* [DIRECTIONS FOR THIS TASK] All of the records are to be copied out exactly, with nothing left out.

Region pointing data:
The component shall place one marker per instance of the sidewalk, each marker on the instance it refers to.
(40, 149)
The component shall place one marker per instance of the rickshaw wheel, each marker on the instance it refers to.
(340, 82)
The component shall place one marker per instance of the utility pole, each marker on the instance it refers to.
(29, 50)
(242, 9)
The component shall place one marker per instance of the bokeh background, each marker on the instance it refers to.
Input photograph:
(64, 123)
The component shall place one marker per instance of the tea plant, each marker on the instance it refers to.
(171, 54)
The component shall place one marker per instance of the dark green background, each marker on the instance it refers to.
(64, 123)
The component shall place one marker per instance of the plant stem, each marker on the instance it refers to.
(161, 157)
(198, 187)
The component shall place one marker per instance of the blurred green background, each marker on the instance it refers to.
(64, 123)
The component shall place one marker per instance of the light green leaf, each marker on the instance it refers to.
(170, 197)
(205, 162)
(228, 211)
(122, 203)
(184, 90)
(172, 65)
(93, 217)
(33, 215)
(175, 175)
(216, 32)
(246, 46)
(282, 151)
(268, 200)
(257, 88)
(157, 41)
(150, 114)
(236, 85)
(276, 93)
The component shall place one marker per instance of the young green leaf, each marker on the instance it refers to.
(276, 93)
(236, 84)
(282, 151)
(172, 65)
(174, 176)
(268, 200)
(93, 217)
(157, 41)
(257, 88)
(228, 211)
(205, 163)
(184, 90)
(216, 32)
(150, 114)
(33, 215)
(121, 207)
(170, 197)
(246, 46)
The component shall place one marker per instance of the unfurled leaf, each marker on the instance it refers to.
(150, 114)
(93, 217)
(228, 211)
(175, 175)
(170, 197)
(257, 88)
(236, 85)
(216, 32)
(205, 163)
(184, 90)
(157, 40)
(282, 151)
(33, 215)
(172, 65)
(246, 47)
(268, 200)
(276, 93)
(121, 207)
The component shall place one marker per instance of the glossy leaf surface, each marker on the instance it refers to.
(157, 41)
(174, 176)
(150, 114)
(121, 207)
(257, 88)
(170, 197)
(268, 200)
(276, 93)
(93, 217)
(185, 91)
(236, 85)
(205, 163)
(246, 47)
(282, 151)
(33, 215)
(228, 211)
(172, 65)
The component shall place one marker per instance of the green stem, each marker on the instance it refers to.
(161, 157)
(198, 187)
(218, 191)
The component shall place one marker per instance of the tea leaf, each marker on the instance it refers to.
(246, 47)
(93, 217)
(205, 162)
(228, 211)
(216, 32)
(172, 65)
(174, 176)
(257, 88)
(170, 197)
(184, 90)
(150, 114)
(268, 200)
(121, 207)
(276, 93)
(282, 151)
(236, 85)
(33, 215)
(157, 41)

* [PROBLEM SOLUTION]
The component shall place one marker per instance of the sidewalk, each marker on the instance it refers to.
(40, 149)
The component shall place one marker per instance of the rickshaw wheel, each marker on the instance it refers to.
(340, 82)
The component shall place one marker per instance of the utility pole, each marker on the instance it refers to.
(29, 50)
(242, 9)
The component shall place one marker per instance of the bokeh background, each marker on the instance it refers to.
Input photograph:
(64, 123)
The component shall place one marker per instance of the tea plant, each marker on the instance it refers to.
(171, 54)
The component shall place one marker per instance of the dark green background, each marker on the instance it refers to.
(64, 123)
The component shall place one marker per instance of the plant stem, each marker on the instance it refers to.
(161, 157)
(198, 187)
The component shall place one marker per instance of the blurred green background, each marker on the instance it refers to.
(64, 123)
The component shall place one marker per instance of the light green leaf, each marker on the instance it refers to.
(170, 197)
(205, 162)
(228, 211)
(122, 203)
(184, 90)
(172, 65)
(93, 217)
(33, 215)
(175, 175)
(216, 32)
(246, 46)
(282, 151)
(268, 200)
(257, 88)
(157, 41)
(150, 114)
(236, 85)
(276, 93)
The component shall place one marker per instance of the young green leaf, each marker on the instance it refers to.
(276, 93)
(236, 84)
(282, 151)
(172, 65)
(174, 176)
(268, 200)
(93, 217)
(157, 41)
(257, 88)
(228, 211)
(205, 163)
(184, 90)
(216, 32)
(150, 114)
(33, 215)
(121, 207)
(170, 197)
(246, 46)
The component shall place one marker per instance of the unfurled leaf, each marker on the instance it refers to.
(150, 114)
(93, 217)
(228, 211)
(175, 175)
(170, 197)
(257, 88)
(236, 85)
(216, 32)
(205, 163)
(184, 90)
(157, 40)
(282, 151)
(33, 215)
(172, 65)
(246, 47)
(268, 200)
(276, 93)
(121, 207)
The component shall place one marker per instance of the glossy leaf surface, each marker on the instance it refers to.
(157, 41)
(174, 176)
(150, 114)
(121, 207)
(257, 88)
(170, 197)
(268, 200)
(276, 93)
(93, 217)
(185, 91)
(236, 85)
(205, 163)
(246, 47)
(282, 151)
(33, 215)
(228, 211)
(172, 65)
The component shall place one marker per instance of the green stem, each marker on the instance it refers to.
(161, 157)
(198, 187)
(218, 191)
The component shall place one marker per instance of the tea leaf, each marker on the instance it refers to.
(246, 47)
(93, 217)
(205, 162)
(228, 211)
(216, 32)
(172, 65)
(174, 176)
(257, 88)
(170, 197)
(184, 90)
(150, 114)
(268, 200)
(121, 207)
(276, 93)
(282, 151)
(236, 85)
(33, 215)
(157, 41)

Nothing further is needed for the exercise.